# Work instruction:
Transcribe each line below word for word.
──────────────────────────────
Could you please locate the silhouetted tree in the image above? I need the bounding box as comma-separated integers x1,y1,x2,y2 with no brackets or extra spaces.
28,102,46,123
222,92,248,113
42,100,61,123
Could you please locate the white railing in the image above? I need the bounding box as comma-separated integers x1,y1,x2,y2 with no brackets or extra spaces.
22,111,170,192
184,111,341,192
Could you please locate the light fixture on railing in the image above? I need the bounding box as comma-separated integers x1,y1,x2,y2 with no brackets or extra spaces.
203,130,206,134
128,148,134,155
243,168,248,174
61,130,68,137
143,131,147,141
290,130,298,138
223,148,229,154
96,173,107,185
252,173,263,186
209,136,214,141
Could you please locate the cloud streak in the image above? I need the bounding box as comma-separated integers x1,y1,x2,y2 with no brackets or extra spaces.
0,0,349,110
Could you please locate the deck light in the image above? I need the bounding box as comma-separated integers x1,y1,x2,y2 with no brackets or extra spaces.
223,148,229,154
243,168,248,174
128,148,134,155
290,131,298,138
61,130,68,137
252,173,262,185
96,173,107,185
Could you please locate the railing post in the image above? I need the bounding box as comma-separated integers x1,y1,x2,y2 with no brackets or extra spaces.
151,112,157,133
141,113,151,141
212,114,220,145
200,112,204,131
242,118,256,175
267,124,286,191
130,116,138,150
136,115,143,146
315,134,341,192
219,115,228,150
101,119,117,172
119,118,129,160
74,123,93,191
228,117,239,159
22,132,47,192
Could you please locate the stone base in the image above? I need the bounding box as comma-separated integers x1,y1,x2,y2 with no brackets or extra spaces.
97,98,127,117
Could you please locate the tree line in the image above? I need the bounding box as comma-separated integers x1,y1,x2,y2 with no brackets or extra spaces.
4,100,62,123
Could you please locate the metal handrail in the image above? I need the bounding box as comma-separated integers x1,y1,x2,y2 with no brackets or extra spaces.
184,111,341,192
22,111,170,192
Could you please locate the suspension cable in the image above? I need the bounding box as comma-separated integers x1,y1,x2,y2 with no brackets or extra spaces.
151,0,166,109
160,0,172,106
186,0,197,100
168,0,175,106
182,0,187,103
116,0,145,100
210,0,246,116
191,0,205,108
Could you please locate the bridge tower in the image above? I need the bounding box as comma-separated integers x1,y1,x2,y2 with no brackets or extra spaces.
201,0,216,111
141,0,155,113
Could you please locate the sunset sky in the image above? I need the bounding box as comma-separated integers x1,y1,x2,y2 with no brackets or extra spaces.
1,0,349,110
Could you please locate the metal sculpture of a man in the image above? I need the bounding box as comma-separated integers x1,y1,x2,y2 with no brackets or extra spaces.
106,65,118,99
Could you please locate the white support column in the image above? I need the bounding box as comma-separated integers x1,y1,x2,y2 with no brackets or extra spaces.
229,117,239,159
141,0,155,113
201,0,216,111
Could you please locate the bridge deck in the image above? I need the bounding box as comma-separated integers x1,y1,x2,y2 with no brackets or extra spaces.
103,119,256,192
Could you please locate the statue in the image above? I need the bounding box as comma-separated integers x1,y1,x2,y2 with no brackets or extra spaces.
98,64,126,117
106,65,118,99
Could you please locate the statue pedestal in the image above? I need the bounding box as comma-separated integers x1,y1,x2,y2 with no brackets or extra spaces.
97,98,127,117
──────────────────────────────
# Solution to the problem:
Could you please locate the silhouetted tree in the image above? I need the bounding box as comma-separated integers x1,y1,x2,y2 with no brackets or extra spaces.
28,102,46,123
222,92,248,113
42,100,61,123
Could you please locate the white railing in the image above? I need the bounding box as comma-separated integers x1,y1,x2,y2 with no brackets or extra spaces.
22,111,170,192
184,111,341,192
Could you please locate the light fixture on railing in the image above? I need the bounding box as comma-separated integers x1,y1,x2,y2 with no brackets or extra spaces.
203,130,206,134
128,148,134,155
243,168,248,174
61,130,68,137
143,131,147,141
290,130,298,138
223,148,229,154
96,173,107,185
252,173,263,186
209,136,214,141
Could you please locate the cloud streak in the image above? I need the bounding box as comma-separated integers x1,y1,x2,y2 with no brackets or extra spaces.
0,0,349,110
Could you please locate the deck light in the image above? I need the bounding box as comma-separated integers x1,y1,x2,y2 with no brackets or extra spaces.
223,148,229,154
243,168,248,174
128,148,134,155
290,131,298,138
61,130,68,137
252,173,262,185
96,173,107,185
Could you please locate the railing post in the image above? I need the bounding box as comma-separated integers x1,y1,x2,y2 with no brackets or extra spaces.
151,112,157,133
141,113,151,141
212,114,220,145
200,112,204,131
242,118,256,175
267,124,286,191
130,116,138,150
136,115,143,146
315,134,341,192
219,115,228,150
101,119,117,172
119,118,129,160
74,123,93,191
228,117,239,159
22,132,47,192
Could you please locate the stone base in the image above? I need the bounding box as comma-separated integers x1,y1,x2,y2 with no brackets or extra spaces.
97,98,127,117
Could you please locate the tree line in the image above? I need the bounding box as comma-separated integers x1,y1,x2,y2 with no brackets or extra spaces.
4,100,62,123
Could you please locate the metal handrail in the image above? I need the bounding box as comma-separated integers x1,y1,x2,y2 with no brackets or extra spaces.
184,111,341,192
22,111,170,192
Could you please locate the suspension cable in the image above? I need the bounding box as comma-separated integers x1,y1,x2,y2 with no brackets or extra spaces.
151,0,166,109
160,0,172,106
186,0,197,100
168,0,175,106
182,0,187,103
116,0,145,100
210,0,246,116
191,0,205,108
Could you please locate the bridge tower in the image above? I need the bounding box as comma-separated integers x1,y1,x2,y2 with no brackets or extra spaces.
201,0,216,111
141,0,155,113
Could you please locate the sunset sky in the image above? I need the bounding box as comma-separated integers x1,y1,x2,y2 with no brackets or extra spaces.
1,0,349,110
Could you please locate the metal sculpture of a man in the image above? I need the bounding box as comma-separated integers x1,y1,x2,y2 with no brackets or extra spaces.
106,65,118,99
Could you please locate the white support column in the image above? I need the bounding box as comma-separated integers x1,y1,x2,y2 with no brackets or extra spaces.
229,117,239,159
141,0,155,113
201,0,216,111
Could you please locate the bridge deck in the image above? I need the bounding box as comma-separated integers x1,y1,x2,y2 with no brackets or extra spaces.
103,119,256,192
Could you please locate the statue in the image above? I need the bounding box as comma-separated integers x1,y1,x2,y2 with no brackets or extra spaces.
98,64,126,117
106,65,118,99
Could you please locate the statue pedestal in the image above? I need the bounding box as comma-separated integers x1,y1,x2,y2 with no brackets or extra spaces.
97,98,127,117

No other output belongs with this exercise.